Please transcribe the listing below with every word intact.
(Beginning of Supplied material)
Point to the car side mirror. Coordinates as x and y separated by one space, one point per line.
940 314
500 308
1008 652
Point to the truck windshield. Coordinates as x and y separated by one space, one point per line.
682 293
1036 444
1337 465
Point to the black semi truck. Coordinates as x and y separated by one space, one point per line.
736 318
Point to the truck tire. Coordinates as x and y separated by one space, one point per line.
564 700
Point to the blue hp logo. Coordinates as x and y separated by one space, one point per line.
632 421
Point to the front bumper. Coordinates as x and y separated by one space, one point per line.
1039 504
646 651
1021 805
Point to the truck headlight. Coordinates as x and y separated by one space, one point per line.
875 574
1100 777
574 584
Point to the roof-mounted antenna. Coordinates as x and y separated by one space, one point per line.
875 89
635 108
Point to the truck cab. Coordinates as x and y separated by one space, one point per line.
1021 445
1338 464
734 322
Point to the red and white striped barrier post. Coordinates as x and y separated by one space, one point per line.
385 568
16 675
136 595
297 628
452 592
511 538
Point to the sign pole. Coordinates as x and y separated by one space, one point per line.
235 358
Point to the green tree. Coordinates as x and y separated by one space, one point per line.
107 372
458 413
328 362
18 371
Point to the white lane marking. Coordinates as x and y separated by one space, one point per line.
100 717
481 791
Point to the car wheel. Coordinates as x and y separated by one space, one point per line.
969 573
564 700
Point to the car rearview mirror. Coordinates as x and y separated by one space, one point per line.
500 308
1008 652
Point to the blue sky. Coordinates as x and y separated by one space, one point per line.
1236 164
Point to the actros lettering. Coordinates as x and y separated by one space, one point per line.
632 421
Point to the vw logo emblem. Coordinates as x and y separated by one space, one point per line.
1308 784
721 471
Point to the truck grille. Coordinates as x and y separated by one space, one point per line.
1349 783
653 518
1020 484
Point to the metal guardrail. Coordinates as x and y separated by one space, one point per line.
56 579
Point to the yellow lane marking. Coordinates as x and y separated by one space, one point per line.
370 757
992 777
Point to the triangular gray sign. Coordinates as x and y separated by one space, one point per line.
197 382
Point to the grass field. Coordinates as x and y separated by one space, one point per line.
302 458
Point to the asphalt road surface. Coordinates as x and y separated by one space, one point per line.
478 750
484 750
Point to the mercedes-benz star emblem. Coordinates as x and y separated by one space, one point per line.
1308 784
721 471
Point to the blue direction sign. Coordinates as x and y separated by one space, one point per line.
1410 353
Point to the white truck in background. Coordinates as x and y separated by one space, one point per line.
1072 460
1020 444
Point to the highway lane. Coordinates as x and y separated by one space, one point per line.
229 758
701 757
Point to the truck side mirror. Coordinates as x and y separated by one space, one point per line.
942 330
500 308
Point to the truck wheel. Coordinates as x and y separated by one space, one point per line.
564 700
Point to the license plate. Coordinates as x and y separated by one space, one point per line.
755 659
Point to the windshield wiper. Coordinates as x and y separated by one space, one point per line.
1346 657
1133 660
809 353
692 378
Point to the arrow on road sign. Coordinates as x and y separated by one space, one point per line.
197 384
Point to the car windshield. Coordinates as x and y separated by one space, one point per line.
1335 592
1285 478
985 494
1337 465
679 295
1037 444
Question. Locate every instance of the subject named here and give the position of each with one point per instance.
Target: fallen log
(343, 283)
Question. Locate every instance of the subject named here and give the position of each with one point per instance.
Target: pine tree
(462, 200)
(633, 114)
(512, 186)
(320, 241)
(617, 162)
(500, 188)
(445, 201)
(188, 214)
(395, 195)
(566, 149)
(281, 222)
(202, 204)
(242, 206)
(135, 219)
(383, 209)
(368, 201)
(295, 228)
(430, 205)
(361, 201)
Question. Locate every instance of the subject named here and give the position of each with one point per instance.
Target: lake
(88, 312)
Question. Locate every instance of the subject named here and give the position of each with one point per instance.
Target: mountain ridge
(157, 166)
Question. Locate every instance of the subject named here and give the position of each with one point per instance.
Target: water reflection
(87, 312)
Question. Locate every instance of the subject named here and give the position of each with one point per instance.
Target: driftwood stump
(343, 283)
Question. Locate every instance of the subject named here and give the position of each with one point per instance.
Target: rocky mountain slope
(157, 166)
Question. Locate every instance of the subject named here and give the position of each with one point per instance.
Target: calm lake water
(End of Supplied material)
Finished task:
Point to the car side mirror. Coordinates as x and y separated by one space, one point per line.
940 314
500 308
1008 652
Point to the truck windshield. Coordinates as x and y separated by one space, one point per line.
682 293
1036 444
1337 465
Point to the black semi truck. Coordinates as x and y separated by one space, one point per line.
736 318
Point to the truck tire. Coordinates as x and y separated by one space, one point per line.
564 700
Point to the blue hp logo. Coordinates as x and y separated by one space, one point per line.
632 421
Point to the front bumper. Coordinates as x and y separated by one space, one point per line.
1039 504
646 651
1021 805
Point to the truck headlight. Coordinates as x and y separated by one space, one point per line.
875 574
1100 777
574 584
Point to the roof-mounted antenna. Coordinates as x and y separated by one space, one point per line.
875 89
635 108
Point to the truck cab. Coordinates as x and y separated by one space, one point per line.
1021 445
1338 464
734 322
Point to the red and white striped barrier post. Coordinates as x and y separated by one space, one point per line.
385 568
16 675
136 595
297 628
452 592
511 538
Point to the sign pole. Coordinates as x and y separated by one space, one point per line.
235 358
Point to the green tree. Coordinates as x and y separated by one space, one point per line.
107 372
458 413
328 362
18 371
Point to the white lane marking. Coordinates as x and y separated by one space, one point per line.
100 717
481 791
Point to the car wheel. Coordinates as x and y separated by one space, one point per line.
969 573
564 700
Point to the car rearview mirror. Coordinates as x and y separated by one space, one point per line.
500 308
1008 652
Point to the blue sky. Coordinates as x and y separated by one space, one point per line.
1236 164
Point to the actros lettering. Coordinates as x and y separated by one space, one point per line.
632 421
Point to the vw logo emblem. Coordinates as x and y separated by one space, one point per line.
1308 784
721 471
Point to the truck grille. Coordinates as x and y separated by one space, one point per line.
1349 783
653 518
1020 484
Point to the metal guardrail. Coordinates as x and y separated by one space, one point per line.
56 579
Point to the yellow lane marking. Coordinates as x and y separated by one space, one point per line.
370 757
992 777
Point to the triangular gray sign. Coordinates as x and y separated by one space, one point per line.
197 382
Point to the grass field. Coordinates as x and y separated by one space, one point per line.
302 458
Point to the asphalt road surface. Coordinates as x and y separated by one space, one point per line.
478 750
484 750
Point to the mercedes-benz star emblem. Coordinates as x and y separated by one space, one point per line.
1308 784
721 471
Point to the blue direction sign. Coordinates as x and y separated by one space, one point per line.
1410 353
Point to the white truck in background. Coordinates as x and y separated by one space, one point per line.
1072 460
1020 444
Point to the highway lane. Coordinates as x and y separated by one space, one point per line.
229 758
701 757
Point to the truck side mirror. Coordinates as x and y separated by one space, one point per line.
942 330
500 308
Point to the truck wheel. Coordinates as x and y separated by one space, one point per line.
564 700
Point to the license plate. Coordinates as x and y separated by one space, one point per line.
755 659
Point to the windshield wiper. Coordinates as x and y separated by one space, one point per line.
1346 657
1133 660
809 353
692 378
Point to the arrow on road sign. Coordinates as x and y separated by one space, one point per line.
197 384
Point to the car windshield. Coordinates as x and y separated by one space, one point per line.
1335 592
1285 478
985 494
1337 465
679 295
1037 444
Question. Locate every instance of the subject named here and give the position of each with one point per instance.
Target: fallen log
(343, 283)
Question. Locate every instance of the subject named here and give the position of each with one point per instance.
Target: pine tree
(462, 200)
(633, 114)
(512, 186)
(320, 241)
(617, 162)
(500, 188)
(445, 201)
(188, 214)
(395, 195)
(566, 149)
(281, 222)
(202, 204)
(242, 206)
(135, 219)
(383, 209)
(368, 201)
(295, 228)
(430, 205)
(361, 201)
Question. Locate every instance of the subject named here and give the position of each with one point per instance.
Target: lake
(88, 312)
Question. Locate every instance of the subject named here and give the position of each with one point per instance.
Target: mountain ridge
(157, 166)
Question. Locate every instance of the subject named here and give the position of each with one point per instance.
Target: water reflection
(87, 312)
Question. Locate every instance of the subject named here and give the position of each with one point per instance.
Target: driftwood stump
(343, 283)
Question. Locate every instance of the subject named here and give the position of each with one point per instance.
Target: rocky mountain slope
(157, 166)
Question. Locate every instance of the subject named here and give the position of each with one point per instance.
Target: calm lake water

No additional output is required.